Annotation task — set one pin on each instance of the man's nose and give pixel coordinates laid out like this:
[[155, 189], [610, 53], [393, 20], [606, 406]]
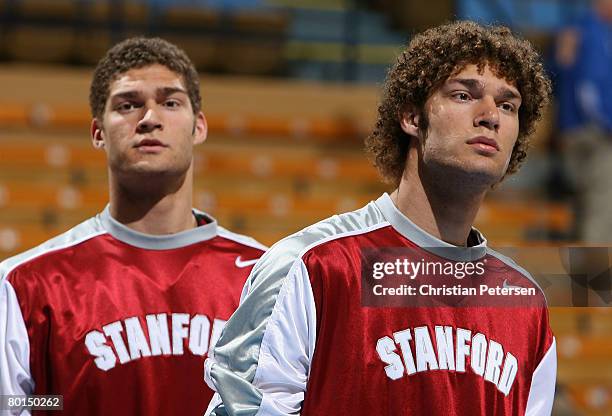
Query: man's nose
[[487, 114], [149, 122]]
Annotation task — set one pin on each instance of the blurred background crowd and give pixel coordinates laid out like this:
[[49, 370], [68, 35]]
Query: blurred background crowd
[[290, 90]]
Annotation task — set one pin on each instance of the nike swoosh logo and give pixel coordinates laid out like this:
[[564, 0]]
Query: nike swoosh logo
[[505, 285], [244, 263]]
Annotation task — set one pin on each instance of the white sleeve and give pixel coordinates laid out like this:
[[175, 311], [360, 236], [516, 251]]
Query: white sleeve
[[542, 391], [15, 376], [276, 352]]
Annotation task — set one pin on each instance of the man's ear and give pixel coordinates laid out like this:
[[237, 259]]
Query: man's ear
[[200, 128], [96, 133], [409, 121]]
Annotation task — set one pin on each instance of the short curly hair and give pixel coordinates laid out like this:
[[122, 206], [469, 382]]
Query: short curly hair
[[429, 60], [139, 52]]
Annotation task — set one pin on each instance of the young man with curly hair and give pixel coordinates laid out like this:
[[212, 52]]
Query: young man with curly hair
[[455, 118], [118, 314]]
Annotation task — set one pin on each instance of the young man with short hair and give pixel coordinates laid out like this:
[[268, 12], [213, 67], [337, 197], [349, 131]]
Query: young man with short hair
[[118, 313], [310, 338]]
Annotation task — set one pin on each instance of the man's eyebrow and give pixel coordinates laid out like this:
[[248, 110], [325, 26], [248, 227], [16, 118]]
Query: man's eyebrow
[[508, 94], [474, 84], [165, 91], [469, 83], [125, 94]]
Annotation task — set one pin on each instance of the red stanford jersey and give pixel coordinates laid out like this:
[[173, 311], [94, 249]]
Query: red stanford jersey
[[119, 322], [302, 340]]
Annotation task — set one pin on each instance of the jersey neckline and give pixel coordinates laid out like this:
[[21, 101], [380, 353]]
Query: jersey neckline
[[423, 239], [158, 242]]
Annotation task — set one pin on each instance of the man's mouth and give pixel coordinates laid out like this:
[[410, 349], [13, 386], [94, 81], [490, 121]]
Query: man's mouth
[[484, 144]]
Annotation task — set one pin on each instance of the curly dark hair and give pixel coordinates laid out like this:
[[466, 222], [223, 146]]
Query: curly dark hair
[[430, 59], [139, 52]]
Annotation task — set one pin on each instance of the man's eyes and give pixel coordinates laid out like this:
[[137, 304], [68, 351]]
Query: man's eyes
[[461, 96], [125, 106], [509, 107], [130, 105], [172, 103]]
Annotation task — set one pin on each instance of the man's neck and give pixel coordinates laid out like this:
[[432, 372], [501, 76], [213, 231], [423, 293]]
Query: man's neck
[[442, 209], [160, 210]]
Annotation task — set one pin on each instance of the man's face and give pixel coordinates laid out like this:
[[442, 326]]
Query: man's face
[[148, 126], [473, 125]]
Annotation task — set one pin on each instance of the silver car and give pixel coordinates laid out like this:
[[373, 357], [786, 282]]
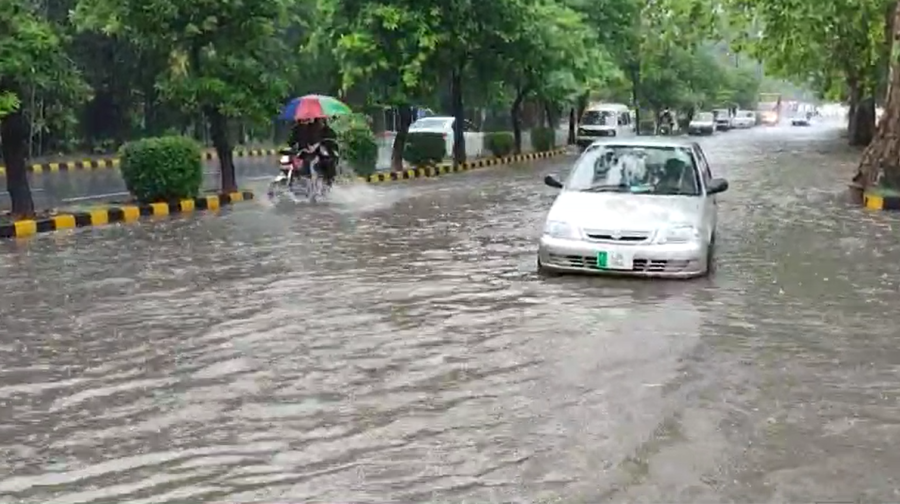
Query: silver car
= = =
## SHORT EXERCISE
Write out the lines above as a JSON list of strings, one string per line, with blank lines omitted. Leave the pictures out of the list.

## IN RESPONSE
[
  "Annotation task — set one pin on each instance of the man's nose and give pixel coordinates laid out like this:",
  "[[155, 189], [610, 53], [393, 20], [606, 406]]",
  "Query: man's nose",
  "[[487, 114], [149, 122]]",
  "Annotation task — set one pin on each instance of the blurred background crowd and give pixel coordinates laid out like this:",
  "[[49, 370], [68, 35]]",
  "Query: blurred background crowd",
  "[[290, 90]]",
  "Annotation task — set one pin on each instance of the nike swoosh logo and give pixel coordinates laid out like this:",
  "[[564, 0]]",
  "Query: nike swoosh logo",
  "[[505, 285], [244, 263]]",
  "Annotation task — set one pin on each instance of the white sleeve and give pixel coordinates laid out like this:",
  "[[175, 311], [360, 236], [516, 251]]",
  "Query: white sleeve",
  "[[542, 391], [15, 376], [276, 352]]",
  "Annotation task — set one pin on each instance of the man's ear and give pixel coordinates laid out like this:",
  "[[237, 259]]",
  "Query: man's ear",
  "[[200, 128], [96, 133], [409, 121]]",
  "Annotation task — set one pin on each instance of the short curly hair and give pixel coordinates laid out like this:",
  "[[122, 206], [469, 382]]",
  "Query: short curly hair",
  "[[429, 60], [139, 52]]",
  "Annotation task — set one pin on each instance of the young man with curly hair and give pixel coordinates laid out like this:",
  "[[212, 52]]",
  "Query: young man with curly hair",
  "[[455, 118], [118, 314]]",
  "Annotation task — set one pin on each instance of the young man with short hair and give pixel coordinates laid out like this:",
  "[[268, 12], [213, 67], [337, 197], [349, 131]]",
  "Query: young man with short hair",
  "[[118, 313], [310, 338]]",
  "Annotation task — set one pin on each instance of the man's eyebrow and give pixel coordinates laid out like this:",
  "[[248, 110], [325, 26], [248, 227], [16, 118]]",
  "Query: man's eyebrow",
  "[[508, 94], [474, 84], [165, 91], [469, 83], [125, 94]]",
  "Annotation task — set one pin on each instance of the red stanford jersey and give pixel coordinates laid out like this:",
  "[[173, 311], [94, 249]]",
  "Query: red stanford jersey",
  "[[119, 322], [302, 340]]",
  "Annotation task — set one pin on each instance of the jersey neckline and give pixel coordinates laid out like this:",
  "[[21, 101], [380, 353]]",
  "Query: jersey neckline",
  "[[423, 239], [158, 242]]",
  "Annotation task — set one pin on each instance of the man's mouth and give pixel coordinates laid out like this:",
  "[[410, 349], [13, 386], [94, 81], [490, 121]]",
  "Query: man's mouth",
  "[[484, 144]]",
  "Annotation task — set one pin on each instance of the curly dark hair and give pixel coordinates laid out like this:",
  "[[466, 222], [223, 146]]",
  "Query: curly dark hair",
  "[[430, 59], [139, 52]]",
  "Annotation task — set one pin on each instance of the man's eyes and give pixel coordinates laid out like this:",
  "[[137, 304], [68, 351]]",
  "Query: man's eyes",
  "[[461, 96], [125, 106], [509, 107], [130, 105], [172, 103]]",
  "Annotation task — set one pin on each instance of the man's neck and give pixel coordinates laid out like this:",
  "[[432, 372], [501, 76], [213, 231], [423, 293]]",
  "Query: man's neck",
  "[[442, 209], [160, 210]]",
  "Annotation task — set one pin on each instance of the man's face and give pixel coordinates laid out like this:",
  "[[442, 326]]",
  "Query: man's face",
  "[[148, 126], [473, 125]]",
  "Annotation task — set one pin on each instance of the silver car and give pixel coordinates laid out like this:",
  "[[373, 357], [786, 282]]",
  "Query: silver car"
]